## Short problem A
Duplicate the race account from "10 miles into" up to and including "now squishy feet.".
## Short problem B
Using the race account, answer the questions below and label each answer (i), (ii) or (iii) to match.
(i) About how wide was the stream crossing?
(ii) In what country was the writer born?
(iii) For how many miles did the gradual descent after the crest last?

## Text
━━━━━━━━━━

We turned back onto the road briefly and then turned onto a rugged fire road. Footing became a little more difficult due to it being mostly a mix of loose rocks of varying sizes - we began steadily climbing also, but the changing elevation wasn't noticeably hard. It was the rocks of varying shapes and sizes that were just everywhere though - so any rhythm was lost. I kept working and within a mile had reached the crest of the hill and in doing so had passed several other runners.
As we crested the top, the fire road we had been on now adjoined another fire road - and this one was much less filled with the rocky scree. For the next 6 miles an approx. 1700' gradual descent allowed me to ease back into a better running rhythm - all the while being careful not to push too hard as there was a long climbing section soon to be encountered.
10 miles into the race the low elevation point (7100') came and with it the first obstacle I was not prepared for - a stream crossing. It was about 15' wide and at least a foot deep, with no way around it but through it. Being in a valley now, with heavy frost on the ground and wet feet it would have been easy to have some negative thoughts, instead I just pushed on with now squishy feet.
Ahead lay a 7 mile stretch of single track with over 2800' of elevation gain. I expected it to be not too terribly bad compared with what the Barr Trail has for the first 6 miles of the Pikes Peak Marathon. I thought that way going into it any way.
Introduce the bovine factor into the race. I was born in New Zealand - so cattle, sheep, pigs, chickens and other farm animals were part of my life growing up. Almost all farm animals are domesticated down under - meaning they are fenced in to rolling meadowed countryside. Apparently in this part of the planet they are set to roam free during the Summer - and not just in the fields - but also the forests. It was on race day that I discovered that I never knew that cows liked single track trails as much as I do.

━━━━━━━━━━

## Dataset excerpts

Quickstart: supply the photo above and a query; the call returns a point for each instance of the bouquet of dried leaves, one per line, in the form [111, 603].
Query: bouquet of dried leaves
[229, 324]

━━━━━━━━━━

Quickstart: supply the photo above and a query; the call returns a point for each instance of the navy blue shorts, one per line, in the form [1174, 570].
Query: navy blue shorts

━━━━━━━━━━

## Full output A
10 miles into the race the low elevation point (7100') came and with it the first obstacle I was not prepared for - a stream crossing. It was about 15' wide and at least a foot deep, with no way around it but through it. Being in a valley now, with heavy frost on the ground and wet feet it would have been easy to have some negative thoughts, instead I just pushed on with now squishy feet.

## Full output B
(i) About 15 feet wide
(ii) New Zealand
(iii) 6 miles